+++ Exercise input +++

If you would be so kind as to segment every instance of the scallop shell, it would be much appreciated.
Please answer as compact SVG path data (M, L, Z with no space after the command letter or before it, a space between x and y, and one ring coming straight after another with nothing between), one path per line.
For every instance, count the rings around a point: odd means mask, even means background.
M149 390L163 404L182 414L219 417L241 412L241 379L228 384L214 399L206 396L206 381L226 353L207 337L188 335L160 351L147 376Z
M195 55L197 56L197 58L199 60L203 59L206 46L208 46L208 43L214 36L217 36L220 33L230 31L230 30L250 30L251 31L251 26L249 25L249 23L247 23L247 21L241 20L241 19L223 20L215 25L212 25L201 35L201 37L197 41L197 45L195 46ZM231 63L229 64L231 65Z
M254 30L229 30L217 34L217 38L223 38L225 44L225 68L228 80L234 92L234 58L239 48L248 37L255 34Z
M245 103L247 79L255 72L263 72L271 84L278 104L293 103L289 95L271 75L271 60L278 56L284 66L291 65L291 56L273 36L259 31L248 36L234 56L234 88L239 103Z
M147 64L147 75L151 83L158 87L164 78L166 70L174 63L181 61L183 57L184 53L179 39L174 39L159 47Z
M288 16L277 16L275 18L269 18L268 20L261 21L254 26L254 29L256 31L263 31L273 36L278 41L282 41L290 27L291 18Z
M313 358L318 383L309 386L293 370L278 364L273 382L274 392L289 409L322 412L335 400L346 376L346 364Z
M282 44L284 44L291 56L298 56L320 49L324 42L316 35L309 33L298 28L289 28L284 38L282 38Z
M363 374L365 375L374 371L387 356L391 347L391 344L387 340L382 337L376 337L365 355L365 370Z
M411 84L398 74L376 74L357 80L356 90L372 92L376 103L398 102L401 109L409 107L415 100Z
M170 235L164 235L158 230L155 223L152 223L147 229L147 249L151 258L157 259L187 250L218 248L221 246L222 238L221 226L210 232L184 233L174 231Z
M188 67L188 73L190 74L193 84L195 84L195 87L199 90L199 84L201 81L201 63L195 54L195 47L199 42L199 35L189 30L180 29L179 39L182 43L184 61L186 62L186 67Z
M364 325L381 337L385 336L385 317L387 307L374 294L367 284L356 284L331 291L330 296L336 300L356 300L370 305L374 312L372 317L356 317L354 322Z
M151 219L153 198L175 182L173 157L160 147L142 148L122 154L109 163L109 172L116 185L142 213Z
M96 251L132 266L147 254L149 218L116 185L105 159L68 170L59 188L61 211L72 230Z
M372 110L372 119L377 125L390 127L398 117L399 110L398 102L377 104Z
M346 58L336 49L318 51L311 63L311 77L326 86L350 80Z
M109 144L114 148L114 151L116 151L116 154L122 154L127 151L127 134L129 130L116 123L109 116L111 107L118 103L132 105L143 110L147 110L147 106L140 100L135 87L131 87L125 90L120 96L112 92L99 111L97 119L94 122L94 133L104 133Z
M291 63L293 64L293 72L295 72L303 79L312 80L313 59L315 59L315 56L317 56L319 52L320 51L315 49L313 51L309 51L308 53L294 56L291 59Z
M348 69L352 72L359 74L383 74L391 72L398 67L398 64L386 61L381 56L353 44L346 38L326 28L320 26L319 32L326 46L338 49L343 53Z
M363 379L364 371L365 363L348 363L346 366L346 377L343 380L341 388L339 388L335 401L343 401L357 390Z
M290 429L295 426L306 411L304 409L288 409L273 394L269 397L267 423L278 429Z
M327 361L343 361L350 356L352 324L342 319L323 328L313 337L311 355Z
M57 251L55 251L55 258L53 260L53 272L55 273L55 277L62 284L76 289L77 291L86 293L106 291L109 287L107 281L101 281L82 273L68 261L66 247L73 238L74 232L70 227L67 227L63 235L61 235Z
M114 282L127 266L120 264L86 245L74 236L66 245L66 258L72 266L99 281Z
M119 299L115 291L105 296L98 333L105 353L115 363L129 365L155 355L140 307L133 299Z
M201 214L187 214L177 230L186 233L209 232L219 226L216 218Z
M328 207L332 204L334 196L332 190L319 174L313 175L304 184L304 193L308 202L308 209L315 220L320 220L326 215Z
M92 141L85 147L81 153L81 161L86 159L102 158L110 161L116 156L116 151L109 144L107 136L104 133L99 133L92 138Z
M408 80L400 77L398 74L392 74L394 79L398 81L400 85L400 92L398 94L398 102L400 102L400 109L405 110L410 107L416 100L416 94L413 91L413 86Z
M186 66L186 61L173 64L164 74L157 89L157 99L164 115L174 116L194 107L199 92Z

+++

What to work on: Only a number is wanted here: the count of lines in the data that include the word "instance".

Written response: 2